_BRANO DI TESTO:_

----

Qui si intravedono alcuni temi di grande momento, il rapporto tra politica e spiritualità che è il vero tema, fondamentale, dell’impegno di Dossetti e il problema, connesso a questo, della moralità della politica.
La moralità della politica
Abbiamo detto, il primo compito è la rifondazione morale, poi quella economica. A tal proposito Dossetti scrive: “Se una delle grandi e perenni novità del cristianesimo è l’affermazione di una moralità nella politica (questa è una delle perenni novità del cristianesimo, cioè di una dipendenza della politica dalle leggi morali), se questo è vero, il cristiano non può presumere di aver adempiuto a tutti i suoi doveri dove si arresti all’osservanza dei suoi compiti professionali e familiari e neghi di avere il dovere ed il compito di dare un’attività specifica e diretta alla moralizzazione della vita collettiva”. Il punto di partenza è questo: il dovere politico è innanzi tutto un dovere morale. Dossetti coglie nel cristianesimo l’affermazione di una moralità nella politica e quindi un dovere assoluto, la moralizzazione della vita collettiva.
Già in questo momento iniziale dell’attività politica Dossetti pone a tema il problema del rapporto con i comunisti, problema che costituisce un altro dei temi fondamentali della riflessione politica. “Sul terreno ideologico, cioè di fronte alla solo dottrina marxista, del materialismo economico, della lotta di classe, della dialettica rivoluzionaria, e così via, noi possiamo manifestare il nostro dissenso e le nostre critiche. Ma le critiche devono essere oggettive, diremo scientifiche e perciò fondate sulla conoscenza esatta e possibilmente diretta della dottrina criticata. Sul terreno pratico poi, cioè non di fronte all’ideologia marxista ma al Partito Comunista, la nostra prudenza e riservatezza deve essere, per forza, maggiore: non solo dobbiamo assolutamente, ripetiamo assolutamente, evitare ogni attacco alle persone, ogni denigrazione alle organizzazioni, ma dobbiamo anche evitare di affermare come probanti e sicuri programmi e metodi nostri e loro programmi e metodi che sono al più presumibili”.
La concezione del partito
A questo punto, un altro accenno ai temi iniziali della politica di Dossetti entrando un po’ più in merito al suo rapporto con la D.C. Siamo nel 1945: uno scritto di Dossetti si intitola “Diritti del partito”. Dossetti espone molto sinteticamente la sua idea di partito. “La D.C. è partito politico, e soltanto partito politico, perciò non impone a nessuno, nemmeno ai suoi aderenti, una determinata pratica religiosa; sul terreno politico rivendica la più netta distinzione, che si noti, è cosa diversa dalla separazione, fra naturale e soprannaturale, tra politica e religione, fra Stato e Chiesa”.

----

Voci da un insieme di annotazioni a punti
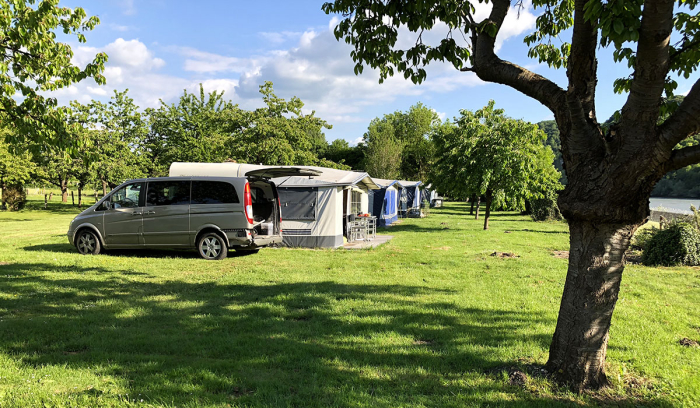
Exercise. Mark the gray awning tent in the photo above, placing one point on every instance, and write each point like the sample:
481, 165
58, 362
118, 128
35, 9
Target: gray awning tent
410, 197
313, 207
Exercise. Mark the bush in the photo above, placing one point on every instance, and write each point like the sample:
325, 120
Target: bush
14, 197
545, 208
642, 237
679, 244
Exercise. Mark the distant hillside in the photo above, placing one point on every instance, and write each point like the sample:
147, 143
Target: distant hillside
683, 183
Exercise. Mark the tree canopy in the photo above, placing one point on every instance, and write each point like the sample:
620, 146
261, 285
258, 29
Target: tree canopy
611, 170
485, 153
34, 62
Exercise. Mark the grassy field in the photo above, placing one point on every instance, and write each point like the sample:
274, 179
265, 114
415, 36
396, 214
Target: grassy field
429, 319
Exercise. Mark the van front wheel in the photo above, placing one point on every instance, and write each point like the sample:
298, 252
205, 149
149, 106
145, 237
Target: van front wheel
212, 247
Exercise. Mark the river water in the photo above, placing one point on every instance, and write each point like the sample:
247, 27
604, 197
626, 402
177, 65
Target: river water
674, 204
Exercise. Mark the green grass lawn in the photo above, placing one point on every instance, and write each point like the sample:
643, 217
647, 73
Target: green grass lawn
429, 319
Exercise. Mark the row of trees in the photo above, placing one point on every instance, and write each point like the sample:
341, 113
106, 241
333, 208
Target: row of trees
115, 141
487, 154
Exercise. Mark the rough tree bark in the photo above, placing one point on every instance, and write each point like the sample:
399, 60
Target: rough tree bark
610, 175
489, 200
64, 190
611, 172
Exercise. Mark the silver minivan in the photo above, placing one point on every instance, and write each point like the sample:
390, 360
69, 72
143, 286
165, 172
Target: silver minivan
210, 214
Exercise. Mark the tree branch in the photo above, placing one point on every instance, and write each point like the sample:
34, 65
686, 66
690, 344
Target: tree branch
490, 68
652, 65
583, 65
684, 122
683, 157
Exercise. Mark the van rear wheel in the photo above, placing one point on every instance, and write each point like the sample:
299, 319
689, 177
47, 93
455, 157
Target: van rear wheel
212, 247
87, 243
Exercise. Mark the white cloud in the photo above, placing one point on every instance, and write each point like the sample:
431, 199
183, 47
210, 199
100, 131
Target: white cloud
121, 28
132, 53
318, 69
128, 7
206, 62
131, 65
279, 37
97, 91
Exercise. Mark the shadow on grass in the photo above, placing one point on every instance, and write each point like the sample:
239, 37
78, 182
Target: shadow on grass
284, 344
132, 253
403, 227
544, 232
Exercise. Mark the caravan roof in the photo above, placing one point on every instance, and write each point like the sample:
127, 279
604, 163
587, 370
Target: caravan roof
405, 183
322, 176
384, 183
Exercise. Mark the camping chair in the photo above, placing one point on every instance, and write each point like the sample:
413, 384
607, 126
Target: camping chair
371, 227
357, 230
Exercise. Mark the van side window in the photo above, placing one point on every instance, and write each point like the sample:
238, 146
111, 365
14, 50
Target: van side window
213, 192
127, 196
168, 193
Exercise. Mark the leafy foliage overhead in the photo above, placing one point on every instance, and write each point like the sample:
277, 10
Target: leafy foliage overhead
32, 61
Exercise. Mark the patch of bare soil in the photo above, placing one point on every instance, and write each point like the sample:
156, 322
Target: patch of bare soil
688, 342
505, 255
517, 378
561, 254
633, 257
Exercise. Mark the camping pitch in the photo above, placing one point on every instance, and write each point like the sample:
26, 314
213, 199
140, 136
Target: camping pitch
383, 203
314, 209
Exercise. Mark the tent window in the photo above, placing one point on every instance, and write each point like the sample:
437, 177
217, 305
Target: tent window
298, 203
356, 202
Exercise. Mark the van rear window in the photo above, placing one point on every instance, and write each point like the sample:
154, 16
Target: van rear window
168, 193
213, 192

----

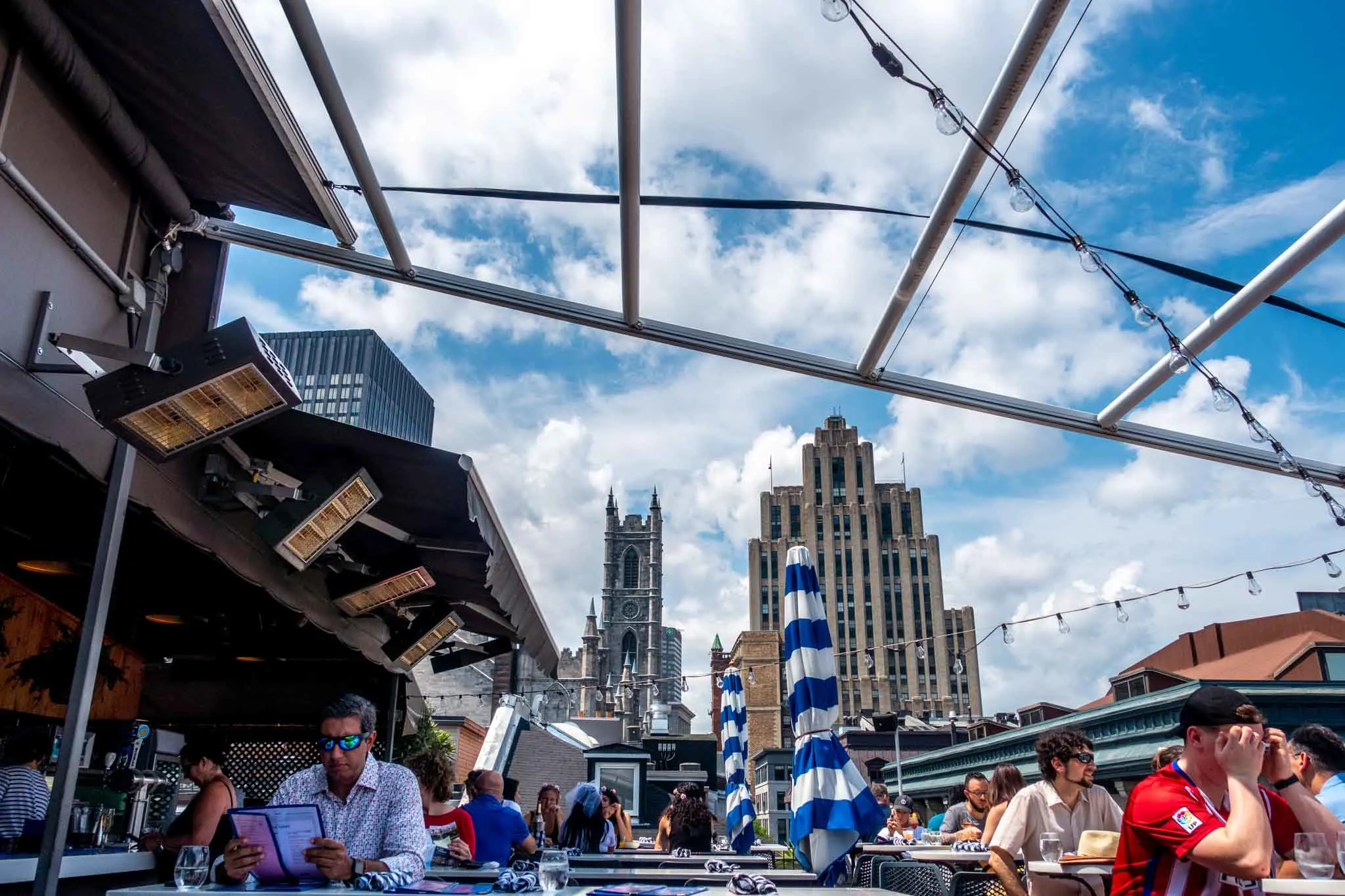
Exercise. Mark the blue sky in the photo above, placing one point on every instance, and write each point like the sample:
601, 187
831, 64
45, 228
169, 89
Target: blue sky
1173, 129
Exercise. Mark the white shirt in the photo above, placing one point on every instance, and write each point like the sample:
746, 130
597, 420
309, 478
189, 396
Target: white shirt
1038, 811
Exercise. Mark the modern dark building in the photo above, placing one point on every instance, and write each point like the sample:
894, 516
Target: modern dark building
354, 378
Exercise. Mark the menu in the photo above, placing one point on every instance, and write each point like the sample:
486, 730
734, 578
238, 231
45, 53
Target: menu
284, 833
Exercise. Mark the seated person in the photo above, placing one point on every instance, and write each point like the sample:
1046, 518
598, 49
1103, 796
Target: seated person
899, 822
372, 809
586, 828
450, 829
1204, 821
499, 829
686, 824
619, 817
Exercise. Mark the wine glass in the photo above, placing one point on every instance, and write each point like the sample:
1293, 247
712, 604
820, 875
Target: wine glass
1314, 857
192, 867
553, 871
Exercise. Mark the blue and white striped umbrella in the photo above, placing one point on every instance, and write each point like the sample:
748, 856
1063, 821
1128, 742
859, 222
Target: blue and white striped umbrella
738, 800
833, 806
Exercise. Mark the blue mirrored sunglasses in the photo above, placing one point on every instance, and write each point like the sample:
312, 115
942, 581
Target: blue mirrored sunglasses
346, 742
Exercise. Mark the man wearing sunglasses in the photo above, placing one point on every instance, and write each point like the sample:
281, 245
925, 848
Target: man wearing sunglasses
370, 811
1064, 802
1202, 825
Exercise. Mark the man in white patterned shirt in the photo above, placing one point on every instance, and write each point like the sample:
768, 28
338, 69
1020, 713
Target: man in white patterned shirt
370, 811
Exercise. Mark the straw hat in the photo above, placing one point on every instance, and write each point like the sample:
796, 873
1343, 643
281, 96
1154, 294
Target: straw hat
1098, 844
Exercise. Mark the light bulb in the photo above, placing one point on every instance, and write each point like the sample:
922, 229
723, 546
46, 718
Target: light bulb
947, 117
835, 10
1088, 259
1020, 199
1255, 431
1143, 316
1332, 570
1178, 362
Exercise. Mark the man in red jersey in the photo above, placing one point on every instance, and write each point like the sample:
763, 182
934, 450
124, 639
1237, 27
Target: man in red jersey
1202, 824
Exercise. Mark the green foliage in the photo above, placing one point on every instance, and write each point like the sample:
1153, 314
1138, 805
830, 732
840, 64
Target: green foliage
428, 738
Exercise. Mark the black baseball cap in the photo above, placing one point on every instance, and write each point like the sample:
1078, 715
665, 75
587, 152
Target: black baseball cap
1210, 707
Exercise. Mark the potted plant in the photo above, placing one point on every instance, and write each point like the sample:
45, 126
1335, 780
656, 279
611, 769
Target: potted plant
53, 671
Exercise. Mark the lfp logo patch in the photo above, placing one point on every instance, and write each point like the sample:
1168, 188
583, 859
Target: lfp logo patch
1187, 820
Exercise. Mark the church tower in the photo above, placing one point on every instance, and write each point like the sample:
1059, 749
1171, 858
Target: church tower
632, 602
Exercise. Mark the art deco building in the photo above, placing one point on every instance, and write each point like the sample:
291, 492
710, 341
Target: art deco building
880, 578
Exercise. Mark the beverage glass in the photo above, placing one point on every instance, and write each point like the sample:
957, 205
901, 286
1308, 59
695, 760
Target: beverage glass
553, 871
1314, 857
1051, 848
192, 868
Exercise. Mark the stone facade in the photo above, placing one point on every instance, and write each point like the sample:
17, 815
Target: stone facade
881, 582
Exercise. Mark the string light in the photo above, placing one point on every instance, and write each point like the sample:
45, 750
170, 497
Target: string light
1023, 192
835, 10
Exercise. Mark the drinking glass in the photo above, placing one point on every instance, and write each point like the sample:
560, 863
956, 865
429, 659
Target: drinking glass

----

_LA CONSEGNA:_
Nel brano su Dossetti, qual è il titolo dello scritto del 1945 in cui egli espone la sua idea di partito?

_ESERCIZIO SVOLTO:_
"Diritti del partito".